WHAT YOU ARE ASKED TO DO:
Your reply should be a single number, the count of lines in the records that contain "clicks".

EXTRACTED ENTRIES:
* * *

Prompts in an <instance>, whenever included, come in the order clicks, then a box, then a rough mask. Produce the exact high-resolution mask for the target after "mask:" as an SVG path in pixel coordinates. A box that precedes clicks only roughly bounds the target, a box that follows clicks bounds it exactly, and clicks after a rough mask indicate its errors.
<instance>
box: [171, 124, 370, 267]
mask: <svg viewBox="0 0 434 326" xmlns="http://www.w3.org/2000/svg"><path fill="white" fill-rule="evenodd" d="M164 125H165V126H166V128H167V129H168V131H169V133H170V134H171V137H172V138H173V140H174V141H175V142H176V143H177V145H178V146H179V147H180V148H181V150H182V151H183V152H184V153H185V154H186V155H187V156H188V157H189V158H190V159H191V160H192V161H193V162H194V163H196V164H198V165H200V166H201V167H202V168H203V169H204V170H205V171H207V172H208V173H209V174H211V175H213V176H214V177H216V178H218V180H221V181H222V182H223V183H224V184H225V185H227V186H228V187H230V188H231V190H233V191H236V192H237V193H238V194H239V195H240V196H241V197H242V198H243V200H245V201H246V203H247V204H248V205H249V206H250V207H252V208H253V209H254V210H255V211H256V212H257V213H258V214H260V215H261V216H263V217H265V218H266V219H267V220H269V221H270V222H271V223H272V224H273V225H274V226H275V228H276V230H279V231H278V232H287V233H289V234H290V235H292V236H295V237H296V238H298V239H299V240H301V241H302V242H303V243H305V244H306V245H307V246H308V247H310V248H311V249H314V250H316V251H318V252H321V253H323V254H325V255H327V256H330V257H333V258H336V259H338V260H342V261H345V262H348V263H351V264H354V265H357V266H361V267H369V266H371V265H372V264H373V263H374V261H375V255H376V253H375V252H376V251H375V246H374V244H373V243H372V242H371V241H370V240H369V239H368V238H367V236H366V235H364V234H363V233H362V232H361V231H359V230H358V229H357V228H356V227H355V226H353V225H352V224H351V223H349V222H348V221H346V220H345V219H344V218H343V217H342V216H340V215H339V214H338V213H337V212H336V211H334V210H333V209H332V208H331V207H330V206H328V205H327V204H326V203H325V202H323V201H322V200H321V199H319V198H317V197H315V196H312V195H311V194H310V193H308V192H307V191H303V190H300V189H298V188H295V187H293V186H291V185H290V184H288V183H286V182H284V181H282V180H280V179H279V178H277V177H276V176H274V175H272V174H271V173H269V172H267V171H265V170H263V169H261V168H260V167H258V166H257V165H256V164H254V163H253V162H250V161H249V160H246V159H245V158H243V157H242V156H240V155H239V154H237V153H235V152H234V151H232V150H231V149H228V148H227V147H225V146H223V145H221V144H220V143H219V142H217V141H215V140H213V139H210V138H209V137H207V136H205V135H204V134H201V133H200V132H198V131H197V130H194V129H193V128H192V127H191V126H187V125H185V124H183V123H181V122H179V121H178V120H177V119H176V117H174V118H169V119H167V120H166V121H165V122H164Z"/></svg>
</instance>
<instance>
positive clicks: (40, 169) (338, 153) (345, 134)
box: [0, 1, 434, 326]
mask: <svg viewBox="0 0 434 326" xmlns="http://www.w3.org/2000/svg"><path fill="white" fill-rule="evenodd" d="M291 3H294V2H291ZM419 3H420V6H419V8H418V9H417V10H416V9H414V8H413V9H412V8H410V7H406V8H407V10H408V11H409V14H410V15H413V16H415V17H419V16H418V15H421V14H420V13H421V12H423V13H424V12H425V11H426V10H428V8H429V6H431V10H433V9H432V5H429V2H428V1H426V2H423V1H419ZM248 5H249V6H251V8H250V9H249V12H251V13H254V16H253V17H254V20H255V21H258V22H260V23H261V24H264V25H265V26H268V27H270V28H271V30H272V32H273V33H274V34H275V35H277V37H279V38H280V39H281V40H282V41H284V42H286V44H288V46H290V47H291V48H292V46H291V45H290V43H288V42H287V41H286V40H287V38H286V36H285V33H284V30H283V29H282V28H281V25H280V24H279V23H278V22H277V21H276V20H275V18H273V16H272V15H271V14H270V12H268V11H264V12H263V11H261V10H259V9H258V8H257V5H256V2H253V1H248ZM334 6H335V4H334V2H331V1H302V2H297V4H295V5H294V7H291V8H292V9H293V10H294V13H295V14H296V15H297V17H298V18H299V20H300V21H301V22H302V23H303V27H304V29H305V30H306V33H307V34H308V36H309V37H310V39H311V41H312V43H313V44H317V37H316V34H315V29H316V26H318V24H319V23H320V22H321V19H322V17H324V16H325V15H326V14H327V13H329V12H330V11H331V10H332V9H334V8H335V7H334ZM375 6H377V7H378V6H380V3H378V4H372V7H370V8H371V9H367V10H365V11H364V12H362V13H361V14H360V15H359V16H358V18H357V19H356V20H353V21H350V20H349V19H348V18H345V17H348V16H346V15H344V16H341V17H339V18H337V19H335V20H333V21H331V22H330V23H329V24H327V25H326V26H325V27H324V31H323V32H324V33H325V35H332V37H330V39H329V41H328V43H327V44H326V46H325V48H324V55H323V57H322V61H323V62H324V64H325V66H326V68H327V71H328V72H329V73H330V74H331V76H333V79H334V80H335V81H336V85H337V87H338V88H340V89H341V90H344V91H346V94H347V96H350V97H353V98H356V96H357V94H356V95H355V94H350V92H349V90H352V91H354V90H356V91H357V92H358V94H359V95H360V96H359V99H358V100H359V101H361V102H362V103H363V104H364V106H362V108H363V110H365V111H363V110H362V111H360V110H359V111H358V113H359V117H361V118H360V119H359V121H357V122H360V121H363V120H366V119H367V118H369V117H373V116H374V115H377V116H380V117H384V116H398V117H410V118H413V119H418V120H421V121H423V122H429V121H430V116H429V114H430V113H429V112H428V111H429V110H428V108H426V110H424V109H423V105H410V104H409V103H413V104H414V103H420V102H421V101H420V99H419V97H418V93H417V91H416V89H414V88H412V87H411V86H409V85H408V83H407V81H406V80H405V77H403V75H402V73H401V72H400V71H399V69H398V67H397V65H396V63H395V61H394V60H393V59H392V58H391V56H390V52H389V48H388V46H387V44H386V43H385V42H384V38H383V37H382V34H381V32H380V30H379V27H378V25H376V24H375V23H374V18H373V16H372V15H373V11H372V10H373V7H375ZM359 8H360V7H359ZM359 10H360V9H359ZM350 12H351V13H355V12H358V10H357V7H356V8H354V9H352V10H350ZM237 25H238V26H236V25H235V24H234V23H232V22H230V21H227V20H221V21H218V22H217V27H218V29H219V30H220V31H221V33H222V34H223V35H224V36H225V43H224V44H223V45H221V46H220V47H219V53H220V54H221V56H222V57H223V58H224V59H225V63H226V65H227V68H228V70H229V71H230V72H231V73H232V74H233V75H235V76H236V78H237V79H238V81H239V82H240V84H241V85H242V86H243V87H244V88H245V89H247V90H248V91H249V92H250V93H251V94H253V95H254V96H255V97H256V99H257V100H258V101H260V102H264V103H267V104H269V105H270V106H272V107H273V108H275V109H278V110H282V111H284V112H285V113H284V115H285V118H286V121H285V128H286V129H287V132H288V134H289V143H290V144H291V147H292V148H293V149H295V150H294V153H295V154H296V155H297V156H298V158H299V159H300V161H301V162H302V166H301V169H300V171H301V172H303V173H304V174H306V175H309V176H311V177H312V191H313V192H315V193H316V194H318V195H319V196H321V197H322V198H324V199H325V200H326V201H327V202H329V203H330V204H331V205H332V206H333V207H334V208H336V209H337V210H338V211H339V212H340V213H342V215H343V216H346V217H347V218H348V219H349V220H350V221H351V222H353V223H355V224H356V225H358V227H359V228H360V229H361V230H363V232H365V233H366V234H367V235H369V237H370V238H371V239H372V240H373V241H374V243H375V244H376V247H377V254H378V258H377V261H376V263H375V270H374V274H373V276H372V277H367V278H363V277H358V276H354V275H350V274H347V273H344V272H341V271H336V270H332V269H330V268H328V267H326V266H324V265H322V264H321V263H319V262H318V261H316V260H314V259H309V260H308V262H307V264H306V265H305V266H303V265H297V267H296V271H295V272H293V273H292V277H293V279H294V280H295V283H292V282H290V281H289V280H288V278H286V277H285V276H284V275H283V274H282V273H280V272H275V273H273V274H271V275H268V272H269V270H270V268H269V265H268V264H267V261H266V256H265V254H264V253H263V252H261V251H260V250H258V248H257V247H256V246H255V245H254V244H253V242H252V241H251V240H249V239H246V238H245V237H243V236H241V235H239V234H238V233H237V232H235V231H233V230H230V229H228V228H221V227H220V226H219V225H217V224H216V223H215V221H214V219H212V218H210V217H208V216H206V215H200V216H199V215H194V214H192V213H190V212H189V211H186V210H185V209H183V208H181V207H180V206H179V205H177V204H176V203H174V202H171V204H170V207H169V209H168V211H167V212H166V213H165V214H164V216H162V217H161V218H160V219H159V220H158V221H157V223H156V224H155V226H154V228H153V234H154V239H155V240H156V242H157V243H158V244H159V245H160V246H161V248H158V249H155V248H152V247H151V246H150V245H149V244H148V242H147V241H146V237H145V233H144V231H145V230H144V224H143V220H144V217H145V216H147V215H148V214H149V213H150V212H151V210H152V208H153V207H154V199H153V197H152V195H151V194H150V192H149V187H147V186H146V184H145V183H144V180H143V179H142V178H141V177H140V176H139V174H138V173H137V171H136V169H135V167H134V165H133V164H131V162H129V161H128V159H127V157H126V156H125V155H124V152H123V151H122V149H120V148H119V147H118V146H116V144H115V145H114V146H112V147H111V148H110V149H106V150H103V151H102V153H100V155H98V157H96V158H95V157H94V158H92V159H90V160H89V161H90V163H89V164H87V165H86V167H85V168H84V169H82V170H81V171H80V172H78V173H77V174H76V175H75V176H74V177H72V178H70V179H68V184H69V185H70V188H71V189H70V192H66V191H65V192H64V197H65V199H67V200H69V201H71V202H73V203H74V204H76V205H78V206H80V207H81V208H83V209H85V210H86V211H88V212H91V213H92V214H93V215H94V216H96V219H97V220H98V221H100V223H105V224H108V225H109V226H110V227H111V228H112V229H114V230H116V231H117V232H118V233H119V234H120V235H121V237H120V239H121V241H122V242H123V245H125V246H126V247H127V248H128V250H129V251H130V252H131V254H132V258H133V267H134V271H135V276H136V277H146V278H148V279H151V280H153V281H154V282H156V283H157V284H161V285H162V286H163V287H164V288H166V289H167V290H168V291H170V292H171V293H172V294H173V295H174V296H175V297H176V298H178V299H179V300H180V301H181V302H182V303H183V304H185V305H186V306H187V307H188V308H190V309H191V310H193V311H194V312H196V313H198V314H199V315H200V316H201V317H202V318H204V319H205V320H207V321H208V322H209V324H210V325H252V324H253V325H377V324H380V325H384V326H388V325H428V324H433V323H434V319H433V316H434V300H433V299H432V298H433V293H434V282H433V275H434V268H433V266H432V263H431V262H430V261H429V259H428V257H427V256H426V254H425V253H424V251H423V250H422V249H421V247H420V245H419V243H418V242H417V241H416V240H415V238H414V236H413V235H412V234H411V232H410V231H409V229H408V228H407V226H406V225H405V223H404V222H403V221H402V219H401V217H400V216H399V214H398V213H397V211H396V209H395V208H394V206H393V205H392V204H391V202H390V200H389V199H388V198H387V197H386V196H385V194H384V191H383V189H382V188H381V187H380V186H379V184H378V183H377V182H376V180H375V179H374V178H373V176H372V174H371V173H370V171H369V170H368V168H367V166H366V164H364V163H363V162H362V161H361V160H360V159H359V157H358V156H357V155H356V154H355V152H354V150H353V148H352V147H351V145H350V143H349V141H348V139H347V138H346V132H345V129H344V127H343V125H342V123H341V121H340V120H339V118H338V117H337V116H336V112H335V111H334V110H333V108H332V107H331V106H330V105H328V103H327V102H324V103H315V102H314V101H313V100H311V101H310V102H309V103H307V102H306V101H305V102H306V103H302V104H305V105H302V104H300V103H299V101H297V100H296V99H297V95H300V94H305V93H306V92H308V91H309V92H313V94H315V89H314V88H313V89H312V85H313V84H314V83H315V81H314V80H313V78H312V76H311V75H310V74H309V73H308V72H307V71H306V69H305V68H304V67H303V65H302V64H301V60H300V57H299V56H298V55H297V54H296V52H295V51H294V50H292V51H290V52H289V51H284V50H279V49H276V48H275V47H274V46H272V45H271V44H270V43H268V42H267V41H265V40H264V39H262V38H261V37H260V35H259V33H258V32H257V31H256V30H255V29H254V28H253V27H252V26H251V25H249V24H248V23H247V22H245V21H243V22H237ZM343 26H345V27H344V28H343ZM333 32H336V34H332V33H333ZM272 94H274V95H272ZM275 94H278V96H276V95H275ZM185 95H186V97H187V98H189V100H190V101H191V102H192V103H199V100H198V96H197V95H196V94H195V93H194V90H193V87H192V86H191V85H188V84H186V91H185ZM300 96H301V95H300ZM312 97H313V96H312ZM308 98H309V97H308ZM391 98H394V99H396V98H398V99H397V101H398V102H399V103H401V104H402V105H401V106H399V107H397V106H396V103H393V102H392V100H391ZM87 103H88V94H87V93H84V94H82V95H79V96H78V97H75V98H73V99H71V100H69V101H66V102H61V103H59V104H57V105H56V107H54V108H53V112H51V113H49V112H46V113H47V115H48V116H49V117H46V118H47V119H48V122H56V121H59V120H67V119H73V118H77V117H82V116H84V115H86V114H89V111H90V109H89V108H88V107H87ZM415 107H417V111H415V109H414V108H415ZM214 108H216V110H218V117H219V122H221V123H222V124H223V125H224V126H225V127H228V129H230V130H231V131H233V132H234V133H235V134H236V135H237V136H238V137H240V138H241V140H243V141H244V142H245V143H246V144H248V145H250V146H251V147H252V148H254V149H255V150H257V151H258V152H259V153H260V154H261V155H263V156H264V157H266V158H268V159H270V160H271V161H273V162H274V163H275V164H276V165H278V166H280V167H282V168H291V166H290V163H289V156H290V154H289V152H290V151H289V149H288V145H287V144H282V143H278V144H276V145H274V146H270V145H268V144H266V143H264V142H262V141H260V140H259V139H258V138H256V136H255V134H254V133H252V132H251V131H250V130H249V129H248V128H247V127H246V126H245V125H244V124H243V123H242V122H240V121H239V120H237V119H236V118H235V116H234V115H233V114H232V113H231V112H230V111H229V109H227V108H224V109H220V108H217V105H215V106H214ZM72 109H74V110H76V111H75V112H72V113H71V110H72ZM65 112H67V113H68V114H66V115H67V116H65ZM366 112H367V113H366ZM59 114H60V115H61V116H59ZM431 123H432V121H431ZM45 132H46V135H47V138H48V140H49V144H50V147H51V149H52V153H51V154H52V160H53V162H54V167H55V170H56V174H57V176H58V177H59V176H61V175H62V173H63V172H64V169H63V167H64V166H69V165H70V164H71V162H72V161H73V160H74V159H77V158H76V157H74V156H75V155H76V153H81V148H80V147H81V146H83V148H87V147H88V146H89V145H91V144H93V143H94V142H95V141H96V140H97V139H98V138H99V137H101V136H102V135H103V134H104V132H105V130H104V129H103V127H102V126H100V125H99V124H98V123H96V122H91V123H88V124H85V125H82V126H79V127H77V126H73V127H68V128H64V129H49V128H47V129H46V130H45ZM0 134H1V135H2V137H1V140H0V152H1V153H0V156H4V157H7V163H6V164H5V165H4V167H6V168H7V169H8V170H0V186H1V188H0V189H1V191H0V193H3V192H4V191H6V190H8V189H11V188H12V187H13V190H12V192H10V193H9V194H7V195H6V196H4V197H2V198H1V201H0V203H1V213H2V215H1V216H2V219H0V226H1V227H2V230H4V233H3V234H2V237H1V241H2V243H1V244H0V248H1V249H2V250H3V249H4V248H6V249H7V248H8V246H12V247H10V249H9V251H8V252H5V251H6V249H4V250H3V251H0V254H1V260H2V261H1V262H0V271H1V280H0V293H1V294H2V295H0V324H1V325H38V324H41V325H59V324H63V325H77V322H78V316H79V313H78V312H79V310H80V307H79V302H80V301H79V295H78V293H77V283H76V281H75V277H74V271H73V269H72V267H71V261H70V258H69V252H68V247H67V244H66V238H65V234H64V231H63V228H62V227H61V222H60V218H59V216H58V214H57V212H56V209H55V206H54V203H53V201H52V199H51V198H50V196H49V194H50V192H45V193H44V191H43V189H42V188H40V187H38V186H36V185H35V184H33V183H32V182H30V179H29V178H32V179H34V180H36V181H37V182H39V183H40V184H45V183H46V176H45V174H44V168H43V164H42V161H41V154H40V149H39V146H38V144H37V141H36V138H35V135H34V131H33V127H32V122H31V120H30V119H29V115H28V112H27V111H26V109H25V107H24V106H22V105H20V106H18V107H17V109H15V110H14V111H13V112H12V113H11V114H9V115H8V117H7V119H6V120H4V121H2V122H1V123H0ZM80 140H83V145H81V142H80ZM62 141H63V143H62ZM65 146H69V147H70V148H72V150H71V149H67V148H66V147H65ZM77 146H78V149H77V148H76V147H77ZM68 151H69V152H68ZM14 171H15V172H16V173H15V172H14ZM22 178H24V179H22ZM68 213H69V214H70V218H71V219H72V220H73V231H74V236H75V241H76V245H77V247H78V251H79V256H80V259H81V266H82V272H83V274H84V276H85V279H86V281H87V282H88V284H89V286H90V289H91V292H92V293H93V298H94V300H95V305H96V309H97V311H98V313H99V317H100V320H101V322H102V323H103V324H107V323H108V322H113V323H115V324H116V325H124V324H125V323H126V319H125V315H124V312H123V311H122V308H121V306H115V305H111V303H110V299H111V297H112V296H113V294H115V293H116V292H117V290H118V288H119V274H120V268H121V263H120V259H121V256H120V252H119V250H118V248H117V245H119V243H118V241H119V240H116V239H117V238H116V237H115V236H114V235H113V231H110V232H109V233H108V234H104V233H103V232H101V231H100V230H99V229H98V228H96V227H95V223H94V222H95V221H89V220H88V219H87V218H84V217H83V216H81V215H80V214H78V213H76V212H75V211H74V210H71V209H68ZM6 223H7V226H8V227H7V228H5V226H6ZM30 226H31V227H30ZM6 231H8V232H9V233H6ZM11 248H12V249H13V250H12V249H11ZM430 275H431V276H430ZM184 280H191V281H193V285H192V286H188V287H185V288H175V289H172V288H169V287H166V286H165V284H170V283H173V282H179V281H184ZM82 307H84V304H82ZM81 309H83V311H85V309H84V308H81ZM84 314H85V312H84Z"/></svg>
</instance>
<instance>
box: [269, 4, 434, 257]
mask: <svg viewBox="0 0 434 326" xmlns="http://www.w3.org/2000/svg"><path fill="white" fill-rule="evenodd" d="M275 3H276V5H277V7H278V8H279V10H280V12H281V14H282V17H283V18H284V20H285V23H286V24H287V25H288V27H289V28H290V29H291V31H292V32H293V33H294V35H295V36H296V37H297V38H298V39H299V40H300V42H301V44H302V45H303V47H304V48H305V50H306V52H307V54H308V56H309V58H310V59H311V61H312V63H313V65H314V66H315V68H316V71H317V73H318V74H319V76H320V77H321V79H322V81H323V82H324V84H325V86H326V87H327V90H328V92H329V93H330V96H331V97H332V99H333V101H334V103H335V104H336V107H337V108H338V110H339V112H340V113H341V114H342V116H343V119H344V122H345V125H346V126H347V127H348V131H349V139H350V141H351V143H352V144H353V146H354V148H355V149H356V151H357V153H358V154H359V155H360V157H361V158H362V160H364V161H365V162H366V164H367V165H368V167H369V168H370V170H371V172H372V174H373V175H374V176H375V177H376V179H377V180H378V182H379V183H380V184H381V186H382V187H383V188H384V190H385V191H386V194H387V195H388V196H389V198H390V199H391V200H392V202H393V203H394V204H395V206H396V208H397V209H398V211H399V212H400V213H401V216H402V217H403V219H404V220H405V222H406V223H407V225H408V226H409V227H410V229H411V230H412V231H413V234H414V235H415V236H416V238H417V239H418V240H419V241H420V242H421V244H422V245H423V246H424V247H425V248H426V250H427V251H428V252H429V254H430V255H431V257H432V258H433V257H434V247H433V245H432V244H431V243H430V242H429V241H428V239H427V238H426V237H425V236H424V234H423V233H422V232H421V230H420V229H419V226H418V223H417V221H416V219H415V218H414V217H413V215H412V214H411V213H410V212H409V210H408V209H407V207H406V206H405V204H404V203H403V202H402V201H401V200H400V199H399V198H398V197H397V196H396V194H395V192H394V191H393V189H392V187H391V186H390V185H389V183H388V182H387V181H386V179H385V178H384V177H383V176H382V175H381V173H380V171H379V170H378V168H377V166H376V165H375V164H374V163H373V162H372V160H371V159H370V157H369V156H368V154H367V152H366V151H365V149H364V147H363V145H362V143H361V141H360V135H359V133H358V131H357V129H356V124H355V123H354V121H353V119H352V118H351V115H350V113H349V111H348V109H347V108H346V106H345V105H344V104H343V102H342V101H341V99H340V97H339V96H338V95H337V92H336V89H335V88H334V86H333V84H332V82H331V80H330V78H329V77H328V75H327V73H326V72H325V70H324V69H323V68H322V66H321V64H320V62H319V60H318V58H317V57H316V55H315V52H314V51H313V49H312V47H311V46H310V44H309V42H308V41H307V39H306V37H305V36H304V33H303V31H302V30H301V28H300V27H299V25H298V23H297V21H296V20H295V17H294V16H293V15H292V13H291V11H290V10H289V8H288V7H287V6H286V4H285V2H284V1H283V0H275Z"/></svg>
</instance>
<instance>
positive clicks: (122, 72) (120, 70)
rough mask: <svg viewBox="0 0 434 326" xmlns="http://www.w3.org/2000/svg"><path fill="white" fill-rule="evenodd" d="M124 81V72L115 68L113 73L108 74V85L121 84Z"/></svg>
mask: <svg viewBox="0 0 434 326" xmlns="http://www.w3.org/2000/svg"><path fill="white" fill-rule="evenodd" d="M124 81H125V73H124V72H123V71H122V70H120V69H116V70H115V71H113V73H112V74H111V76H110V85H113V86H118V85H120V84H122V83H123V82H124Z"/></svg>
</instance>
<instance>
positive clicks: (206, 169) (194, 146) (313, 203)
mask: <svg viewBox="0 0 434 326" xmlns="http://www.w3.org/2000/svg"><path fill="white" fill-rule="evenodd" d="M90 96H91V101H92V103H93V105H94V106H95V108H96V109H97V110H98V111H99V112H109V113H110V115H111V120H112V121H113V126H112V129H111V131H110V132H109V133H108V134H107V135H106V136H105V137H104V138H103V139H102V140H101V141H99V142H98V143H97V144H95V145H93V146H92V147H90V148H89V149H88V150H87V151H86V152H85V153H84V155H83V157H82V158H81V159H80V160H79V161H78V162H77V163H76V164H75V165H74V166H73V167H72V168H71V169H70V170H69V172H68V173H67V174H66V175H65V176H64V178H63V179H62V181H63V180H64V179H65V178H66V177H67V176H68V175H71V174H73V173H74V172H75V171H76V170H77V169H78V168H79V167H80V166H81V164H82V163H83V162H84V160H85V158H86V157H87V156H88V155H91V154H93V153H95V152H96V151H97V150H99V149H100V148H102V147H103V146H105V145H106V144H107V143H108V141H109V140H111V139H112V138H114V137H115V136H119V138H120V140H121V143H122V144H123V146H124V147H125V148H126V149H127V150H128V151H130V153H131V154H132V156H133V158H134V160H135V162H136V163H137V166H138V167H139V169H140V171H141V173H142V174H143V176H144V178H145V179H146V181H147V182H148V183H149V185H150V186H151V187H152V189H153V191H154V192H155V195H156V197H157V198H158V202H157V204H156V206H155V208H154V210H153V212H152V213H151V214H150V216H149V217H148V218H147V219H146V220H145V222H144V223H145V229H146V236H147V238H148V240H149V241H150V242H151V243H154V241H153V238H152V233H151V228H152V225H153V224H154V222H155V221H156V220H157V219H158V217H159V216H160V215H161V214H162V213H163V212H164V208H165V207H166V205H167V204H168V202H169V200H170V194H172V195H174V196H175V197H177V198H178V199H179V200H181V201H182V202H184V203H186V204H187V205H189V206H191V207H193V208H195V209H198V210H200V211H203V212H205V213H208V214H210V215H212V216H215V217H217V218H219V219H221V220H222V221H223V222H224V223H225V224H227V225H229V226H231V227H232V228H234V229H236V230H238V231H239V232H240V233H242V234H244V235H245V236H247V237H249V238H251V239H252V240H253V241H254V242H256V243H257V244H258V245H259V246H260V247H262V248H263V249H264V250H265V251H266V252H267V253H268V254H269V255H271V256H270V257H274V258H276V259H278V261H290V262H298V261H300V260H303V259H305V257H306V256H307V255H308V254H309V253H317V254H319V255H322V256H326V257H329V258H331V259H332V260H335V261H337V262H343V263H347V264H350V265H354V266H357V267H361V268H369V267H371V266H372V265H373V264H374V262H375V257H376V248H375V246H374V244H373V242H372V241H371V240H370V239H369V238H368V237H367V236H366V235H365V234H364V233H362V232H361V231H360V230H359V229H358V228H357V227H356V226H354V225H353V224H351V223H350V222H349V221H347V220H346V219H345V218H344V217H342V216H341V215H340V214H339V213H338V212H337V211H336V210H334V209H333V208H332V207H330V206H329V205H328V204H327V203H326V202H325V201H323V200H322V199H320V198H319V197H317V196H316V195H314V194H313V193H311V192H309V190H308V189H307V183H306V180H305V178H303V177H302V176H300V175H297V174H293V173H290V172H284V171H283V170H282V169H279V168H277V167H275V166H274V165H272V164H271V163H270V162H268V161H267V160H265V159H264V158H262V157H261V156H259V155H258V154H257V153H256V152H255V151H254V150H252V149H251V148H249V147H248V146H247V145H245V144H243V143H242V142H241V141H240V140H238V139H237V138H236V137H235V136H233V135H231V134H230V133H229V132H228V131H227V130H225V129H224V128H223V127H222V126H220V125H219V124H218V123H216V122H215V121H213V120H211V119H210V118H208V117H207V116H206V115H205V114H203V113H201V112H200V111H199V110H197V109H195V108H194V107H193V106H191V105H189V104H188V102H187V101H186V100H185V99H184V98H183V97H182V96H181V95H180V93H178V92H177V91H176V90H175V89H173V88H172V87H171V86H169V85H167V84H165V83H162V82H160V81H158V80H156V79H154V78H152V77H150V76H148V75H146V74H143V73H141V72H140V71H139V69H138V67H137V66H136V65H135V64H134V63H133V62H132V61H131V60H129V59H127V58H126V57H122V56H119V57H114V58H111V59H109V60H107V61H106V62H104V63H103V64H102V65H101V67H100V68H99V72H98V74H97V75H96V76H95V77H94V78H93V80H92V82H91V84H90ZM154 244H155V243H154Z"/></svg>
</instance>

* * *

RESULT:
4